▸ **TASK PROMPT**
Using the data beneath this instruction, retype only the lines from the one that contains "positive clicks: (250, 505) (260, 495)" down to the one that contains "444L167 475L160 584L185", both included, exactly as they appear.
------------
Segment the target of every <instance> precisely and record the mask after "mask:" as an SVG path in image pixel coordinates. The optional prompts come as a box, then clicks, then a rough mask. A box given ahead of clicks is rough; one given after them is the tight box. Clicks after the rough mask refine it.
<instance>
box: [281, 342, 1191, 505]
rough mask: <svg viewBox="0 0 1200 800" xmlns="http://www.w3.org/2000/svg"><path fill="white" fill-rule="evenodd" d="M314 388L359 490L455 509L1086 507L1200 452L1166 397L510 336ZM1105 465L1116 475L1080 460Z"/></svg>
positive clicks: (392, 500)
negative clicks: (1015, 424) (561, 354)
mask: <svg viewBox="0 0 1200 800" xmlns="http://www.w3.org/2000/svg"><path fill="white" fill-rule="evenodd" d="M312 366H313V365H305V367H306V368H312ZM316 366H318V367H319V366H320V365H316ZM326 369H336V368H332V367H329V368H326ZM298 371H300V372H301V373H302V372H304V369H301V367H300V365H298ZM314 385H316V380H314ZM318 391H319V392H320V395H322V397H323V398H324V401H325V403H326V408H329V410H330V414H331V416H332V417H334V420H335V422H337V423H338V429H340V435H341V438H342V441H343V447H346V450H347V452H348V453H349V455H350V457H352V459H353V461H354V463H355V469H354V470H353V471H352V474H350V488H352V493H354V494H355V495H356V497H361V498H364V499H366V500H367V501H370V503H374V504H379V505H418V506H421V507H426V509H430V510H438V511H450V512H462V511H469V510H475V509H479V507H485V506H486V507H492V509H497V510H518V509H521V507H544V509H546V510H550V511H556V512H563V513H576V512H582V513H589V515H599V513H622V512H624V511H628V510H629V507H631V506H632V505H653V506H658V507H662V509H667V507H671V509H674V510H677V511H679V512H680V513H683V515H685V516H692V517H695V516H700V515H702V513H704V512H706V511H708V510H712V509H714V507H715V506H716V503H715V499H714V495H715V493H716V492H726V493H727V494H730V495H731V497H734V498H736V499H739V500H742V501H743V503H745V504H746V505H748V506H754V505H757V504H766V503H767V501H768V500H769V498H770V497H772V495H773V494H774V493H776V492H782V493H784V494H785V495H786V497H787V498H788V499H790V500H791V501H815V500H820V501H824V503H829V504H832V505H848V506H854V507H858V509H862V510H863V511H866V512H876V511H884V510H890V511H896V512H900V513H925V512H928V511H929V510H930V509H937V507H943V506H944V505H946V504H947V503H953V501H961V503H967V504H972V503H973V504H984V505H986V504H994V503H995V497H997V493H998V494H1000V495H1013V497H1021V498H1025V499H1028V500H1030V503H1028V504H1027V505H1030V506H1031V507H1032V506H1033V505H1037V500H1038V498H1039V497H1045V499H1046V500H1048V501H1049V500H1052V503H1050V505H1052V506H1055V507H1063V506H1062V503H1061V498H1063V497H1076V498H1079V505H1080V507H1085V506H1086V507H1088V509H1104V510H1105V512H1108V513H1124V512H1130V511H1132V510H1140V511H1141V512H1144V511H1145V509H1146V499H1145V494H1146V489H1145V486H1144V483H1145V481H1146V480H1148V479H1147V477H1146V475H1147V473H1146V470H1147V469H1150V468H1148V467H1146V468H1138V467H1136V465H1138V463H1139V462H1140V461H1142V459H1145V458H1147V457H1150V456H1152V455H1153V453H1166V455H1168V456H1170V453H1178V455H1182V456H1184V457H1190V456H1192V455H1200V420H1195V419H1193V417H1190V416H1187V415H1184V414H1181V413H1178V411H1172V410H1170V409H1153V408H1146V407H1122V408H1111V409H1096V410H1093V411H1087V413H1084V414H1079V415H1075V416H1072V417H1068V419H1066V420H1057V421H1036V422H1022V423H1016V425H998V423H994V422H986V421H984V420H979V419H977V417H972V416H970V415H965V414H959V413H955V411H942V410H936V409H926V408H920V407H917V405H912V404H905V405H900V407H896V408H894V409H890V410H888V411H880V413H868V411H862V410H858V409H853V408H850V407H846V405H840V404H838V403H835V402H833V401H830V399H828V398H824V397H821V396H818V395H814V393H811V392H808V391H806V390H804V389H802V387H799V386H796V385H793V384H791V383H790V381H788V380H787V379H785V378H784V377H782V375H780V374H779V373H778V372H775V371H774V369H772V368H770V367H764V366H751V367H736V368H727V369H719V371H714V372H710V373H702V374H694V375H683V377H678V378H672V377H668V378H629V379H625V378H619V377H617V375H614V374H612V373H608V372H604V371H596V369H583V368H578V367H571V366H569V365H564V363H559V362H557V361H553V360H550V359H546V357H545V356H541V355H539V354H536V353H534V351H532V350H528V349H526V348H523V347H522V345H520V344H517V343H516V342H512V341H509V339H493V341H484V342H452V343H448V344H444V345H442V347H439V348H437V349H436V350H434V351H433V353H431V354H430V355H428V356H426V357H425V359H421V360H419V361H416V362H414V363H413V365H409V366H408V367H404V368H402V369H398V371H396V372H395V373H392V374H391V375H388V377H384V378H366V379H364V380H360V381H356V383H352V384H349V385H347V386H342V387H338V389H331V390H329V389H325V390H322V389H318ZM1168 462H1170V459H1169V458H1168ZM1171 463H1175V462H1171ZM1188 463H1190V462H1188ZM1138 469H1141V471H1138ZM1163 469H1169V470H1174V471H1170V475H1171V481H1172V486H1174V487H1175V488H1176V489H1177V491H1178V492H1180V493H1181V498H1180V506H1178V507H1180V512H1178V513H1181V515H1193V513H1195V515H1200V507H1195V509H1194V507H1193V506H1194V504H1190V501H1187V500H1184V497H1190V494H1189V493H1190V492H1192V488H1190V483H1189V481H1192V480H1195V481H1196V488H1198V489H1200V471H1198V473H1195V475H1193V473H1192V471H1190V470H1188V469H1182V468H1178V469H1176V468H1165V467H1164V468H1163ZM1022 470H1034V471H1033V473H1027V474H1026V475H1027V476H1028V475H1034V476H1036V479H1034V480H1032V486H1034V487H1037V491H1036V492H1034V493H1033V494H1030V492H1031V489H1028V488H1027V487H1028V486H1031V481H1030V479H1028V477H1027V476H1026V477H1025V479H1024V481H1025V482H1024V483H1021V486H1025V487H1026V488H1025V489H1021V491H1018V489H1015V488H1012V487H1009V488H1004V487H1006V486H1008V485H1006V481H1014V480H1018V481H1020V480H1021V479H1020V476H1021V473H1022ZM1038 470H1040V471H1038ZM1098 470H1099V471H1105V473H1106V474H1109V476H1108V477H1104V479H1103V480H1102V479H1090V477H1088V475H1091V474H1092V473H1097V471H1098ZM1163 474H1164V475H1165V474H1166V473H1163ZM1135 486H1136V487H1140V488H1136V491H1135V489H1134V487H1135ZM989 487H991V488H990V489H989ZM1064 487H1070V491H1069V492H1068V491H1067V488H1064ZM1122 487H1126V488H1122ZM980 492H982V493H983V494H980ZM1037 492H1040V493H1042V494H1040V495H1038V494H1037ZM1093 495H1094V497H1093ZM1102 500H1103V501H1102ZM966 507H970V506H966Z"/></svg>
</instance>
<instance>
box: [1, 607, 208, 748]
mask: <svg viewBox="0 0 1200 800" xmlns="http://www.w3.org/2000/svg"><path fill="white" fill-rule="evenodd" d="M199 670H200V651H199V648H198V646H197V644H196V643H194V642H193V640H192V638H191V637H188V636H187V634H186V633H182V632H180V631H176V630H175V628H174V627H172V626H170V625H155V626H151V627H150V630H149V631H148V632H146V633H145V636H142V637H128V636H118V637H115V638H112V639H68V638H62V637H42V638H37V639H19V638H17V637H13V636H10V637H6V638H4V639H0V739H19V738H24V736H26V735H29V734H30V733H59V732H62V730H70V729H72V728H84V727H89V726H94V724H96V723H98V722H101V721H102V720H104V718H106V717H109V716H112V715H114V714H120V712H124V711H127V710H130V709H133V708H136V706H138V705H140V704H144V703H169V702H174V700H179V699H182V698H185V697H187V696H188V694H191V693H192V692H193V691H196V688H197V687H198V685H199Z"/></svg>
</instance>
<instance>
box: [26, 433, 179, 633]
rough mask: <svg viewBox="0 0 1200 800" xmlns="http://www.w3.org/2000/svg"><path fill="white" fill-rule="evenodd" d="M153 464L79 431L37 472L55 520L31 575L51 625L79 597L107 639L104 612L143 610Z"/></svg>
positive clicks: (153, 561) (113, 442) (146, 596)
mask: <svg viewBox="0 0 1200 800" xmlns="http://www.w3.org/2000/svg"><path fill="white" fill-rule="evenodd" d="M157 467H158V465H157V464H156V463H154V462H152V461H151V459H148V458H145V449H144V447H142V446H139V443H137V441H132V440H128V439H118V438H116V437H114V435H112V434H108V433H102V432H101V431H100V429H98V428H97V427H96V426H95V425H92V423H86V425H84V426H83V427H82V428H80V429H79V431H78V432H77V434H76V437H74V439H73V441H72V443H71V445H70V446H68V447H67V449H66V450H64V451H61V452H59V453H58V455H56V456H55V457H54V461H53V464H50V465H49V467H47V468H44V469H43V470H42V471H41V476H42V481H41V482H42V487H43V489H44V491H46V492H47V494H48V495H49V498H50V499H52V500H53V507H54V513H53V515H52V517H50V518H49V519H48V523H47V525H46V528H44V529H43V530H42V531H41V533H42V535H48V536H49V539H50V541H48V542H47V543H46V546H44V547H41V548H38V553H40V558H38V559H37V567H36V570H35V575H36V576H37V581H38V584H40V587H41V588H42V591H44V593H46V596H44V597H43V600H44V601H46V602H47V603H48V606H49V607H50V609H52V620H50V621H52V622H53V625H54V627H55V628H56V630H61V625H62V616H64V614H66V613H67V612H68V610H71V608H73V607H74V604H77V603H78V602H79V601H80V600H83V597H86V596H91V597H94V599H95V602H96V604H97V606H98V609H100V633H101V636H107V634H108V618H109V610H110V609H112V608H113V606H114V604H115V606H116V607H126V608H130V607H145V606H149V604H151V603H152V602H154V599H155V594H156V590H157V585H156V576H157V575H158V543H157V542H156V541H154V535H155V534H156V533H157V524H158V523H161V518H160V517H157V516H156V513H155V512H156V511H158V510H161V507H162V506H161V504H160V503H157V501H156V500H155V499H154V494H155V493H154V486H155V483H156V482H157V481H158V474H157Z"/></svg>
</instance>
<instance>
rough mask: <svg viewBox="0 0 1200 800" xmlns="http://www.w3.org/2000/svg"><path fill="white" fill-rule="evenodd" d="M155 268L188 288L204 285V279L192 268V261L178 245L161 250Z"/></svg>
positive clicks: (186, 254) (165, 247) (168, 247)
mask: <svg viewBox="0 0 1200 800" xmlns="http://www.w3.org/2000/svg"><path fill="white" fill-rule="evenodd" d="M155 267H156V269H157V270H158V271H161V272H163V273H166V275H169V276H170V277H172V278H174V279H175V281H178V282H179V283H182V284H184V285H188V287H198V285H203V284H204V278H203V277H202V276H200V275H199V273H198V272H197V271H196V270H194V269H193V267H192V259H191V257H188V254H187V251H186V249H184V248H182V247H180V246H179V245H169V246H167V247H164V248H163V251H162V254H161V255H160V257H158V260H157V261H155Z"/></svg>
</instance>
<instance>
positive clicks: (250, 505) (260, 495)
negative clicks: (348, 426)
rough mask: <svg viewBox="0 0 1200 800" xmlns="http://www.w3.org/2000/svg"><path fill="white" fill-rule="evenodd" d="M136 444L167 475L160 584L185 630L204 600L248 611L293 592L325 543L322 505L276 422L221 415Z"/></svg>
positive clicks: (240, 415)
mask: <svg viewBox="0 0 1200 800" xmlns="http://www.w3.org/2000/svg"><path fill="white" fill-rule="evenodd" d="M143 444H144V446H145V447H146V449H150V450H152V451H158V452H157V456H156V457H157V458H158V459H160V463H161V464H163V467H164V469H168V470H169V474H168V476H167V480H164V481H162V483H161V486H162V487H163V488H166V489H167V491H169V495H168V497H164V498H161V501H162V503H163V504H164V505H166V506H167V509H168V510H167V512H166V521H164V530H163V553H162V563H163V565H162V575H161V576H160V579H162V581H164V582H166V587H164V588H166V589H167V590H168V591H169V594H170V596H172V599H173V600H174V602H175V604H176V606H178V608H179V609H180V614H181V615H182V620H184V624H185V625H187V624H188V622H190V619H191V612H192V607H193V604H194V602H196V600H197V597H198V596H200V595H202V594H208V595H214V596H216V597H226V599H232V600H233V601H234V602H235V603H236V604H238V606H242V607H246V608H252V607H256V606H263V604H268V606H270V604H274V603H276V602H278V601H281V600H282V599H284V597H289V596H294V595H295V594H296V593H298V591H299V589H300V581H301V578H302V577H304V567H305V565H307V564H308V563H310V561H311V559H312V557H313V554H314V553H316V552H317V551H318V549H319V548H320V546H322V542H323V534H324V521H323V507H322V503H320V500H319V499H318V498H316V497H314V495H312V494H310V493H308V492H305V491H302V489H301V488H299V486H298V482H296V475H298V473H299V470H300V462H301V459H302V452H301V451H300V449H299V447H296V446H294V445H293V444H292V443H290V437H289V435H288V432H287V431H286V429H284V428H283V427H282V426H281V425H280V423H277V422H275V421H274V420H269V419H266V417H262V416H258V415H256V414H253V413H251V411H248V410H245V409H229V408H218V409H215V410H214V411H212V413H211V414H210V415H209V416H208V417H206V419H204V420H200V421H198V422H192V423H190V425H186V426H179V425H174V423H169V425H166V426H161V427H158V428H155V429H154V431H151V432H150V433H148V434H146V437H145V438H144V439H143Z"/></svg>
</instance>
------------
▸ **SOLUTION FOR THIS TASK**
positive clicks: (250, 505) (260, 495)
negative clicks: (348, 426)
rough mask: <svg viewBox="0 0 1200 800" xmlns="http://www.w3.org/2000/svg"><path fill="white" fill-rule="evenodd" d="M136 444L167 475L160 584L185 630L204 600L248 611L293 592L325 543L322 505L276 422L221 415Z"/></svg>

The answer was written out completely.